=== What is being asked ===
Below are the records. Restate word for word every line from the one that contains "Identify each instance of the white stone" through the final line, both included.

=== Task input ===
⟨

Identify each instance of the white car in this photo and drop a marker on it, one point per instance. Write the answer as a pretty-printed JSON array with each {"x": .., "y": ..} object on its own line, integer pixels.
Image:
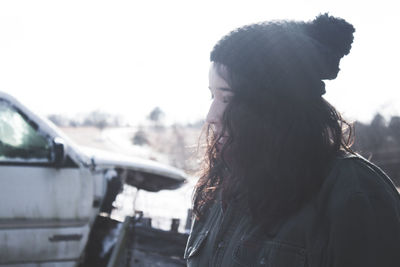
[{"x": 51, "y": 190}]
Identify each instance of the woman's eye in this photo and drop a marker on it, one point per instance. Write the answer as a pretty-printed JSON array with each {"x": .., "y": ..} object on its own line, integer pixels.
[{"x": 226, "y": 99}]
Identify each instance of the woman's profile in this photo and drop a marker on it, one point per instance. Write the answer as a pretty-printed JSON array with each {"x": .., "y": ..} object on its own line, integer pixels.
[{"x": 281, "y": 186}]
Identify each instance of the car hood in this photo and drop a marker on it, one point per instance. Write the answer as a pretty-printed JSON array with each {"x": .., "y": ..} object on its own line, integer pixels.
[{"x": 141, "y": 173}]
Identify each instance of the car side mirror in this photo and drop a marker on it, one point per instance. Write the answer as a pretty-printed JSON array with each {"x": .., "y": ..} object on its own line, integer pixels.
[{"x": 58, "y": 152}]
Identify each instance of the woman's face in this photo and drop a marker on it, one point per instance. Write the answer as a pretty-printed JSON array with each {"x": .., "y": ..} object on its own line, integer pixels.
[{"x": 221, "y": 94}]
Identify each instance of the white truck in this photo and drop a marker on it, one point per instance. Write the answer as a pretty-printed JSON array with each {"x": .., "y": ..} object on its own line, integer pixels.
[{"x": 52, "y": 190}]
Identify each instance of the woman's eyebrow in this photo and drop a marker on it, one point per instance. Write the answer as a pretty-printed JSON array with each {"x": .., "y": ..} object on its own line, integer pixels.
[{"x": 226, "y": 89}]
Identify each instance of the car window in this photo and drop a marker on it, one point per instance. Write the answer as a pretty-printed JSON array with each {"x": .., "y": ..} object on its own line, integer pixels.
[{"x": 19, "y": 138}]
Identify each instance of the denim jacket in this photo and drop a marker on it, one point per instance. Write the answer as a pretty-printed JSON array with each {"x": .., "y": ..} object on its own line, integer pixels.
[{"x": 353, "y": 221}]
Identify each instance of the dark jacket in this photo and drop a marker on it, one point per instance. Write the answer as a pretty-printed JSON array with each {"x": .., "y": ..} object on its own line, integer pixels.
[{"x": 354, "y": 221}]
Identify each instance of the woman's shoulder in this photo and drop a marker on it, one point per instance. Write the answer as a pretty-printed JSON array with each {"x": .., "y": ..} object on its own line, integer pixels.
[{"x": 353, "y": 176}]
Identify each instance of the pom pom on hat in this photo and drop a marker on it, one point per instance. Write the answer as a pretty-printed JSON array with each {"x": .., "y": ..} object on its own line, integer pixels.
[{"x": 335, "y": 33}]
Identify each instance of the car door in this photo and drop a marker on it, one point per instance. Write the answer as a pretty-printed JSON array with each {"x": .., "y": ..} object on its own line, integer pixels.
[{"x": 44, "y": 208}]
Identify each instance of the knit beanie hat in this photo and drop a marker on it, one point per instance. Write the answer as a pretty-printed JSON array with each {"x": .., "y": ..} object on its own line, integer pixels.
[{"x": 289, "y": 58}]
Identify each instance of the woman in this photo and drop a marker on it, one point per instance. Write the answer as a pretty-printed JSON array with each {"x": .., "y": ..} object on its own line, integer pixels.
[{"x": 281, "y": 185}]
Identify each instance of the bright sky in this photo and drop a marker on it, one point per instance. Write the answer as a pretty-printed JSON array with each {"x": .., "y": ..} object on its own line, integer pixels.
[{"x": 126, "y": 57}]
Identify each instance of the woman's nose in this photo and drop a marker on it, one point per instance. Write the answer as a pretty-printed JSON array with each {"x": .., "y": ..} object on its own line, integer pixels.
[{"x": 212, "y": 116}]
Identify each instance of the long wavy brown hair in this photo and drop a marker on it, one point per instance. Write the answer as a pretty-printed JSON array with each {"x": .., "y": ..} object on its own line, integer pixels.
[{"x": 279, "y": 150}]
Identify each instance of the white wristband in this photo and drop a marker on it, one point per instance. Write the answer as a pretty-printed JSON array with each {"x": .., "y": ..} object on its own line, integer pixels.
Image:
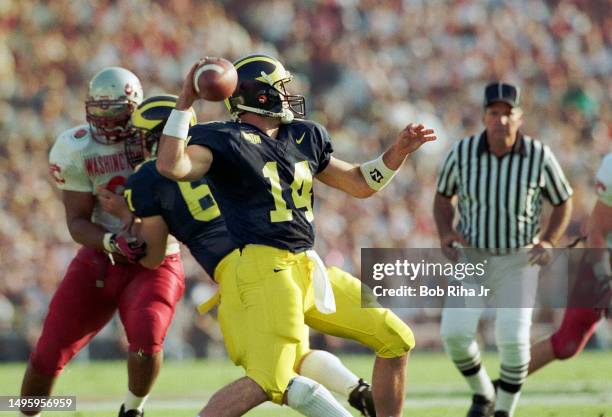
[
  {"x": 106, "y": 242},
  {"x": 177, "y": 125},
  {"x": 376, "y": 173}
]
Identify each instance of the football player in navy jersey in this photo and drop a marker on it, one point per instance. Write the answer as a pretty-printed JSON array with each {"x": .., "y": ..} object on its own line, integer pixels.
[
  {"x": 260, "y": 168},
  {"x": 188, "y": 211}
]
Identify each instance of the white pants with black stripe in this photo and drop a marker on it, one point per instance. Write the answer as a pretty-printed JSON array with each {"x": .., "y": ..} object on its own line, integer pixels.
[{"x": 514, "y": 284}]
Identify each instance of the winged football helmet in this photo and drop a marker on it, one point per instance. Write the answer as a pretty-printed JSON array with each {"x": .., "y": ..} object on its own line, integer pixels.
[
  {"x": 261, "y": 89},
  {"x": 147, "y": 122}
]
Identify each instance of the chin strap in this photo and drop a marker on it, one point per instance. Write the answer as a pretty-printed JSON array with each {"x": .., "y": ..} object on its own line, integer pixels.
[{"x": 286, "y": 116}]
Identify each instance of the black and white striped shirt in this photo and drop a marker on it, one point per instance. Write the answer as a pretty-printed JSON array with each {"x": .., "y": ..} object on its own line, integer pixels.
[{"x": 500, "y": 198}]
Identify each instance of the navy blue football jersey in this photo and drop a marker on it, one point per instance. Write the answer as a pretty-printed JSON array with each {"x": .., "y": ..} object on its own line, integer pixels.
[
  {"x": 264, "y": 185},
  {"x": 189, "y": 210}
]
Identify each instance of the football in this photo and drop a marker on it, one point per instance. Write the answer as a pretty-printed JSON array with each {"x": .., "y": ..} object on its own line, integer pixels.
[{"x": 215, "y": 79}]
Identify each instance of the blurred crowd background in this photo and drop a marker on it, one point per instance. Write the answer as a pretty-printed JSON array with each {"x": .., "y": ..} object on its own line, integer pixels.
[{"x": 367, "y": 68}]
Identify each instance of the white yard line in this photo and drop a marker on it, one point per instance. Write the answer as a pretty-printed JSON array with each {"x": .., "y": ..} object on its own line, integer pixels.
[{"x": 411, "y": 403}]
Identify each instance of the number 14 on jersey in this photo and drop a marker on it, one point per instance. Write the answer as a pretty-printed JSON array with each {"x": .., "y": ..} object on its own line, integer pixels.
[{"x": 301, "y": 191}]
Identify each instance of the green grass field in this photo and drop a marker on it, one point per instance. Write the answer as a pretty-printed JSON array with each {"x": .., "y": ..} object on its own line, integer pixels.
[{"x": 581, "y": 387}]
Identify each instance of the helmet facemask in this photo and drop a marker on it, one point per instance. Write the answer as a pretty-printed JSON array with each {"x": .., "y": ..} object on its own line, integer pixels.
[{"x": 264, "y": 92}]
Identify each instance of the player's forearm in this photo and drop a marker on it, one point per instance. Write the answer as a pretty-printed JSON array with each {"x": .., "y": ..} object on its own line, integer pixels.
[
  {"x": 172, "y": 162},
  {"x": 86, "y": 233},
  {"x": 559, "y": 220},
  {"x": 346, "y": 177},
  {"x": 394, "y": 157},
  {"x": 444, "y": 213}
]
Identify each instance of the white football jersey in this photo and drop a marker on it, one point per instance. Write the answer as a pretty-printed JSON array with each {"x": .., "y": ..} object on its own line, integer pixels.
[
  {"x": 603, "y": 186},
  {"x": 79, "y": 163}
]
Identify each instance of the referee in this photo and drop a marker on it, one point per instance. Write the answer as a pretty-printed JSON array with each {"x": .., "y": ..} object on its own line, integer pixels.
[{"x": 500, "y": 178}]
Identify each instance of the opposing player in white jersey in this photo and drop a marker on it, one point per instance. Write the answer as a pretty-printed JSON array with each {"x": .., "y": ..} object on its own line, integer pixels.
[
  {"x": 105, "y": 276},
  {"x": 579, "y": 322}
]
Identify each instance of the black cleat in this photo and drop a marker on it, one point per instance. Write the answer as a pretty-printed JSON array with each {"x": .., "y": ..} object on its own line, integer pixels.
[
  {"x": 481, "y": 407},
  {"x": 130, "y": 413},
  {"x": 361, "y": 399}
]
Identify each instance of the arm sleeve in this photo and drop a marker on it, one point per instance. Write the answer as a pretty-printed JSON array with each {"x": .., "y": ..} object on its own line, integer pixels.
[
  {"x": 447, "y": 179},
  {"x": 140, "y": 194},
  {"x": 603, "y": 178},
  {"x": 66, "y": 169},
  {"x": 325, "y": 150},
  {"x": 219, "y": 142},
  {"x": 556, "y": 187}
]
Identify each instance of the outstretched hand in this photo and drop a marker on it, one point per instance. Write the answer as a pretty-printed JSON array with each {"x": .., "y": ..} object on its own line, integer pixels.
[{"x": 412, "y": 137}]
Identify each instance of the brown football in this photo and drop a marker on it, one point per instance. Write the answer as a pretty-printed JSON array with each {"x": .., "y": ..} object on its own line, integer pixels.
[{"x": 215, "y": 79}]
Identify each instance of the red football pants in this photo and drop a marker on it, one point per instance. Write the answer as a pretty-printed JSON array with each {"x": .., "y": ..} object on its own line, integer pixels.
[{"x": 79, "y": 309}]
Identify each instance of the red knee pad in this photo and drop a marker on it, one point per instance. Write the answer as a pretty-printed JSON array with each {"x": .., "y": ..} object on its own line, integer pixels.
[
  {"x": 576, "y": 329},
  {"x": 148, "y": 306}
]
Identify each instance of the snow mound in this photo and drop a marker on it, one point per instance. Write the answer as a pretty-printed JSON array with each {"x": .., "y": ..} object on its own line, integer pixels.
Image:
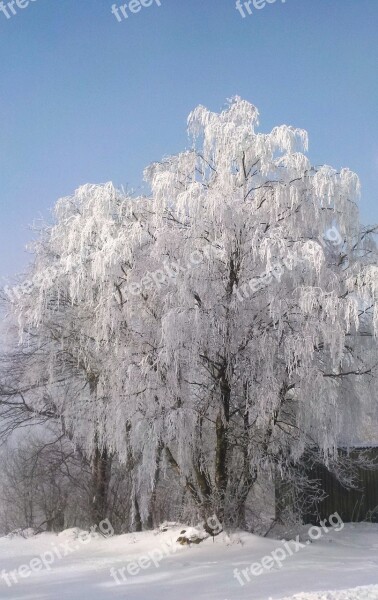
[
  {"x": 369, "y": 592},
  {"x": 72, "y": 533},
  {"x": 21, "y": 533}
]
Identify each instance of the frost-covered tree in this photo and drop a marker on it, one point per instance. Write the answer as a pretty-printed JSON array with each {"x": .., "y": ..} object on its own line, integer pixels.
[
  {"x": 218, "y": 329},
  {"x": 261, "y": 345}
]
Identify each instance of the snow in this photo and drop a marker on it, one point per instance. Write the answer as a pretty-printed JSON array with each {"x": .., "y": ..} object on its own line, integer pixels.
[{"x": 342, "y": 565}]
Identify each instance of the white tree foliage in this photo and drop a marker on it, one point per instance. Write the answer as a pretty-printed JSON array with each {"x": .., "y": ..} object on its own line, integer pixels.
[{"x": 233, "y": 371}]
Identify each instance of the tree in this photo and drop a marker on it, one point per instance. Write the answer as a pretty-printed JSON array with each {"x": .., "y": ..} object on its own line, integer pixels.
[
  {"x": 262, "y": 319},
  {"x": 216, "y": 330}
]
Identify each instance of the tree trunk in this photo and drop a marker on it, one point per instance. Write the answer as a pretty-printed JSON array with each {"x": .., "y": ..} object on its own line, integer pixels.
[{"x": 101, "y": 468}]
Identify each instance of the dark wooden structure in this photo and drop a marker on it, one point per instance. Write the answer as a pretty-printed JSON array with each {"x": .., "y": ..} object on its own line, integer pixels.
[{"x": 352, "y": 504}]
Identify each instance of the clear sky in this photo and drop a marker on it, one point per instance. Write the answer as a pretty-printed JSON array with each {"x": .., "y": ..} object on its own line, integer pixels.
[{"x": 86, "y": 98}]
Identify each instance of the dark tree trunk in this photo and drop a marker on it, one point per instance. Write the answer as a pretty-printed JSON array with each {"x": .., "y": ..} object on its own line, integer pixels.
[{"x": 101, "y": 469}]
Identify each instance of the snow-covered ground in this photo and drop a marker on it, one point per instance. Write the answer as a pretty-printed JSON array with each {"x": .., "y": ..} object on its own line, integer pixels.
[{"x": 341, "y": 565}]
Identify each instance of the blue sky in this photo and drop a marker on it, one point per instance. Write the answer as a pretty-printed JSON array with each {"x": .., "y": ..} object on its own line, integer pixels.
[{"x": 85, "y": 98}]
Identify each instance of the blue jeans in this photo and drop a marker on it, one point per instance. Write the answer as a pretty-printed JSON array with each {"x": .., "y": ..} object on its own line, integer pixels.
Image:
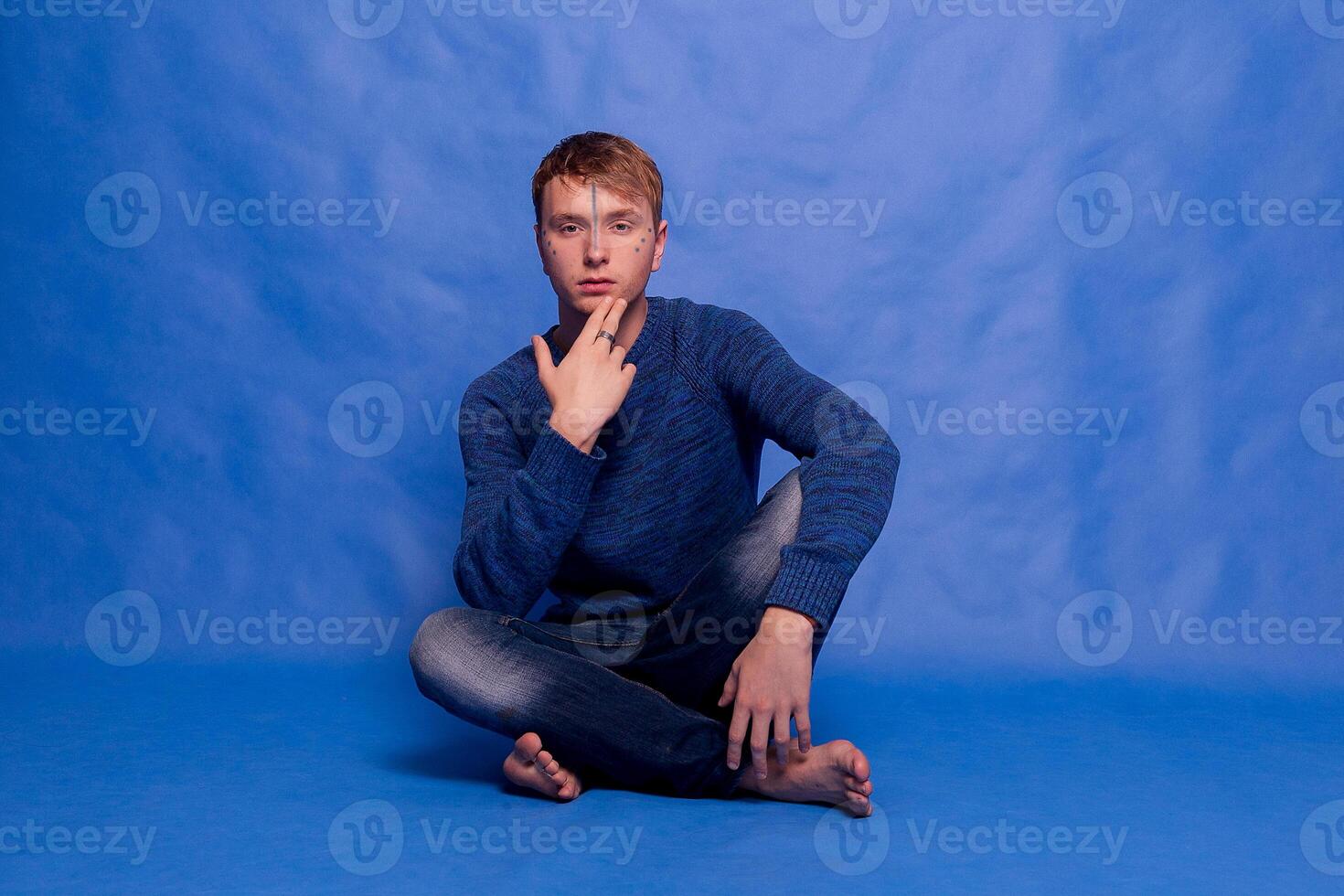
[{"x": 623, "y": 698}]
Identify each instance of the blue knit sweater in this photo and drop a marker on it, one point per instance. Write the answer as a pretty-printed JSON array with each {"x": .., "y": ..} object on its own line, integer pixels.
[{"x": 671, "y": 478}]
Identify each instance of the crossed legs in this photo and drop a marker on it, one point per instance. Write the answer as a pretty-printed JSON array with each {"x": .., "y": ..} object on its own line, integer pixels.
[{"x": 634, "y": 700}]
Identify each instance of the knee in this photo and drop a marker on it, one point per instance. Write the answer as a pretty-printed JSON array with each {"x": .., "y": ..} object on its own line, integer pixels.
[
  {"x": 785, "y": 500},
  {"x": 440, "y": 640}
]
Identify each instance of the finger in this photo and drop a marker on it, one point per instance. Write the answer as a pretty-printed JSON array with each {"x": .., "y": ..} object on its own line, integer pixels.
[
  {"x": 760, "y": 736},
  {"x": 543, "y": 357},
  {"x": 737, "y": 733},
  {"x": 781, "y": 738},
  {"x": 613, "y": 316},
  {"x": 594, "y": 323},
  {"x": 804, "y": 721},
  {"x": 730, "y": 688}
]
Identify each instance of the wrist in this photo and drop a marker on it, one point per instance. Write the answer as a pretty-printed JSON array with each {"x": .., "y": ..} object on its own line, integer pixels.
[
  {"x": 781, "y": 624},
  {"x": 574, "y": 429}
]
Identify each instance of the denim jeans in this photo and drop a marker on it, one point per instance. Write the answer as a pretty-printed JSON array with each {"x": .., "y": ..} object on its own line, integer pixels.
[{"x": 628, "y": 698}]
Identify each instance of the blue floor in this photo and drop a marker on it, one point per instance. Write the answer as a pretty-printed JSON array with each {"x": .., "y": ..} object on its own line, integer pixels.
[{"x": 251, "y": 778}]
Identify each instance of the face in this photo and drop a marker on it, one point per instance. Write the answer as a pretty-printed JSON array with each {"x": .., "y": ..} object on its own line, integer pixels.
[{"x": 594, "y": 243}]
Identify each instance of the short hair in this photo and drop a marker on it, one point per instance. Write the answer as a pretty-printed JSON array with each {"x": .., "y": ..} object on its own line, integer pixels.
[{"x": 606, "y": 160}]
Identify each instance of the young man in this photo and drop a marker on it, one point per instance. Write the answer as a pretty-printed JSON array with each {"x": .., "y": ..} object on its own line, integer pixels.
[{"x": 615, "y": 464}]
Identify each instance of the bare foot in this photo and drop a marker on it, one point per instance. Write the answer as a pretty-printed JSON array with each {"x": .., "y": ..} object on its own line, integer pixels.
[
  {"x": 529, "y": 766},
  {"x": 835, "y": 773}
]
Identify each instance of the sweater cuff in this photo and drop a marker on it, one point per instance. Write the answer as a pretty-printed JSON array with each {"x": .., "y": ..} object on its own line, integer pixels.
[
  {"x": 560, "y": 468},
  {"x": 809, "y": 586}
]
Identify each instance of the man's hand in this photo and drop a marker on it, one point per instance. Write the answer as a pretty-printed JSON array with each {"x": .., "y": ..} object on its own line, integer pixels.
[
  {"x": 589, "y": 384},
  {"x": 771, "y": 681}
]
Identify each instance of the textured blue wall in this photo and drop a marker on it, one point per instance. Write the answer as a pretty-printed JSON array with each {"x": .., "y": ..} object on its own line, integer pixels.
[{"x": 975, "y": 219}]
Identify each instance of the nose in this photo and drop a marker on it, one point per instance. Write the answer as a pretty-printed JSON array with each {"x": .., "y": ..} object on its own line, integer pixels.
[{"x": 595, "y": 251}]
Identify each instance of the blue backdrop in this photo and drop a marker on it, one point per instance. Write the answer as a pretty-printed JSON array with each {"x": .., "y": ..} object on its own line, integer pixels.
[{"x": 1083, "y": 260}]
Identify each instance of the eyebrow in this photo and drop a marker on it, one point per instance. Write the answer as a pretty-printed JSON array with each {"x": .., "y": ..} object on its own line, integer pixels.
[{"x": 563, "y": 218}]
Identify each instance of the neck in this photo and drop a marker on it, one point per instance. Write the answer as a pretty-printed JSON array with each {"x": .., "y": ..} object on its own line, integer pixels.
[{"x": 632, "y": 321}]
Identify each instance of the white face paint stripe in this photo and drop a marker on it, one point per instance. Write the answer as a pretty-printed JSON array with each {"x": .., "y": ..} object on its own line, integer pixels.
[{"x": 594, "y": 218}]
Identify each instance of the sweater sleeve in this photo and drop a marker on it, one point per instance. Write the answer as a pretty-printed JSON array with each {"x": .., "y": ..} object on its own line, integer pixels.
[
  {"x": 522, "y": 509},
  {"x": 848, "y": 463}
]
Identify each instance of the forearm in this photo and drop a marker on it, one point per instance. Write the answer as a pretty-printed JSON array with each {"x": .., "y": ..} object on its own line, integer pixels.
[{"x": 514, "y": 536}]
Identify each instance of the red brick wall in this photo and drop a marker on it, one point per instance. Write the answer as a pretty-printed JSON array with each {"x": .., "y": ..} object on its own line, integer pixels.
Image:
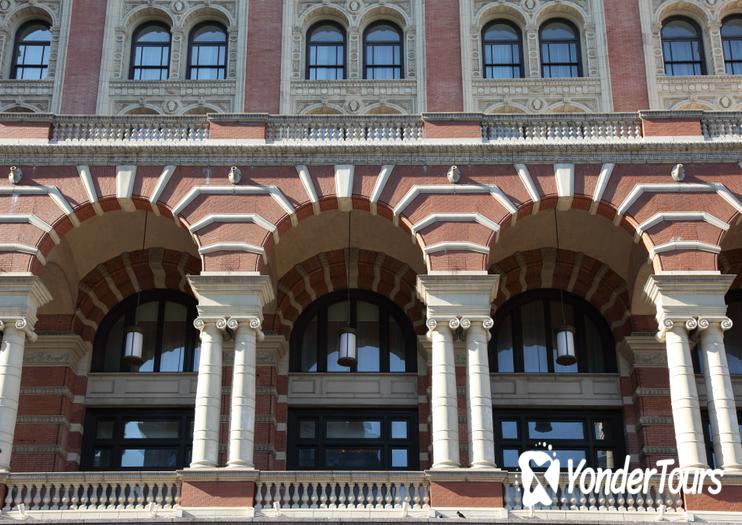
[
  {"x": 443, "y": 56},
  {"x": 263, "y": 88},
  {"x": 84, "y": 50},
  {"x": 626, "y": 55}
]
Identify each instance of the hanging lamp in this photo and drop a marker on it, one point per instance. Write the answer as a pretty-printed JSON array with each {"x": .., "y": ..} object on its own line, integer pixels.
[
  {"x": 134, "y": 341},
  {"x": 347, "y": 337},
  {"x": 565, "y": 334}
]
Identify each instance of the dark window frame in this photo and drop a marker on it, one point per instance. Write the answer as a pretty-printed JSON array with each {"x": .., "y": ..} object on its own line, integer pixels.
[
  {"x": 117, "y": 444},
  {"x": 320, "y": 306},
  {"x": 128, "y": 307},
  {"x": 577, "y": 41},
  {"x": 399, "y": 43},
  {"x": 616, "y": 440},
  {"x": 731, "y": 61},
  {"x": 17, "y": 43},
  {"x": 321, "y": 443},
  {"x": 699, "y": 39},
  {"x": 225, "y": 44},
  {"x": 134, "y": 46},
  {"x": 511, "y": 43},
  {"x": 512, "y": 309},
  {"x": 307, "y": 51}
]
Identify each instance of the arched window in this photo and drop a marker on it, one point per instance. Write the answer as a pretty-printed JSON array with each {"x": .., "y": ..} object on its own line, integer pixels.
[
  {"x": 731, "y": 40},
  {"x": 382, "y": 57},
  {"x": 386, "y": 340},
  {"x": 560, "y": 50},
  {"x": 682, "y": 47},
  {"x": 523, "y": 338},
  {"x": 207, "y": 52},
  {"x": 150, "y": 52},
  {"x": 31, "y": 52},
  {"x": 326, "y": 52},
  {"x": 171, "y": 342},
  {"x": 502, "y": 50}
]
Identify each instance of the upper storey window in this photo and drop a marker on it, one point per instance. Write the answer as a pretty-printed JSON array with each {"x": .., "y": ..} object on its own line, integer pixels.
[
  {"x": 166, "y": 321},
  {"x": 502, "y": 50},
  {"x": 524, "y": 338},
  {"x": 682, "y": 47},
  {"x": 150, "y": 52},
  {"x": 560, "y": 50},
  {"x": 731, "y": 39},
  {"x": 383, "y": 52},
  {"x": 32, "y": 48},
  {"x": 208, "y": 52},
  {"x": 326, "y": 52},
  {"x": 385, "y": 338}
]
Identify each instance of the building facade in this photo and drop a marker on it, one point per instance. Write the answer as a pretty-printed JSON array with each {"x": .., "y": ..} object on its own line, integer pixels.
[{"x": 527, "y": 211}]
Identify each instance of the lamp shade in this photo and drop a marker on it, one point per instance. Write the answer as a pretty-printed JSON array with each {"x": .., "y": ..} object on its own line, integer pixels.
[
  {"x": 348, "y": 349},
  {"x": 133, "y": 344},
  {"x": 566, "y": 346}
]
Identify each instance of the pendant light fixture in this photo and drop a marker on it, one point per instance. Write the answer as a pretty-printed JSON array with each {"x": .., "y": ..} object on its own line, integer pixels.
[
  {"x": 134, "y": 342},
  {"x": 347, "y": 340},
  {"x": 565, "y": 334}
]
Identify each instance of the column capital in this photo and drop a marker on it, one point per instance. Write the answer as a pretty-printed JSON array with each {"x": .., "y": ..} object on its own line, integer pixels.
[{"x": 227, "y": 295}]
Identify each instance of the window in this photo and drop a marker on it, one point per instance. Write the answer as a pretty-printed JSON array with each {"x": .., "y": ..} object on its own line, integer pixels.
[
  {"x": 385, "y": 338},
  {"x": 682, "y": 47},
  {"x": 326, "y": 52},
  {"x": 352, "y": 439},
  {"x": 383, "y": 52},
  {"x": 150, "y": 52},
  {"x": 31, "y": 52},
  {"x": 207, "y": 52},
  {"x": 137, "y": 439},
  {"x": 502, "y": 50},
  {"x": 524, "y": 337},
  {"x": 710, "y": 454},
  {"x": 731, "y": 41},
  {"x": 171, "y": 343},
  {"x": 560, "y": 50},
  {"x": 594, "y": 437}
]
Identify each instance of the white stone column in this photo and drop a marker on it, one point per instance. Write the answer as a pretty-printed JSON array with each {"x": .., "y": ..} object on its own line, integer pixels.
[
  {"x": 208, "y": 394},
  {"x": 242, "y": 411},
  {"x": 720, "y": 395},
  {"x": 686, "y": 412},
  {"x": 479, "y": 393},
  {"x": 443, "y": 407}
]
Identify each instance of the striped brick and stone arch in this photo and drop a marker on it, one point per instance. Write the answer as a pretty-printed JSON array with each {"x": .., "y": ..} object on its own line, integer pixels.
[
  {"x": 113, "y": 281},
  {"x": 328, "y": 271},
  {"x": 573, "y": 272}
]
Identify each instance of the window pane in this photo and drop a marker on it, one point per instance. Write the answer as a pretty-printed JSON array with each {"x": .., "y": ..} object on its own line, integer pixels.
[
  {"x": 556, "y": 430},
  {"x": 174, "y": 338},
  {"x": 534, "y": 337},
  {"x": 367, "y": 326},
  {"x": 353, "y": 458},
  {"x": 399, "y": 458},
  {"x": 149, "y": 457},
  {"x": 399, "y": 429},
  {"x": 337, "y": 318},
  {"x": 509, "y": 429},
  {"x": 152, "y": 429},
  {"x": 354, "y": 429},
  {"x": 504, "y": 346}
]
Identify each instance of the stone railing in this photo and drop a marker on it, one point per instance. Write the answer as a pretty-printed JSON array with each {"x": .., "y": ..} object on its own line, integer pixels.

⟩

=== The solution ===
Identify each instance of the white stone column in this photo and drop a marker on it, one point per instance. Write the answer as a pretty-printed JSON array with each {"x": .., "y": ..} object on its own line, integer pixels.
[
  {"x": 208, "y": 394},
  {"x": 242, "y": 411},
  {"x": 720, "y": 395},
  {"x": 686, "y": 412},
  {"x": 479, "y": 393},
  {"x": 443, "y": 407}
]
Identify each instance of the striped brick and stone arch in this photo and drop a marker on it, one point per instance. Write the answer as a pretty-printed JSON array with each {"x": .., "y": ..} object on its own line, integer pixels.
[
  {"x": 113, "y": 281},
  {"x": 328, "y": 271},
  {"x": 573, "y": 272}
]
Identify each instance of the window pane in this photo and drop a marker on it, one point per instance. Write the answer as a pretty-printed JSON array with each {"x": .., "y": ..} object on its own line, integer pixels.
[
  {"x": 556, "y": 430},
  {"x": 174, "y": 338},
  {"x": 534, "y": 337},
  {"x": 367, "y": 326},
  {"x": 353, "y": 458},
  {"x": 399, "y": 458},
  {"x": 149, "y": 457},
  {"x": 399, "y": 429},
  {"x": 337, "y": 318},
  {"x": 509, "y": 429},
  {"x": 152, "y": 429},
  {"x": 354, "y": 429},
  {"x": 504, "y": 346}
]
Identify each instance of the stone railing in this photo and drop a marker on it, one point per instance. Write the answer as a pretty-printed JSON array with each {"x": .., "y": ..} object on its own line, integer pixels.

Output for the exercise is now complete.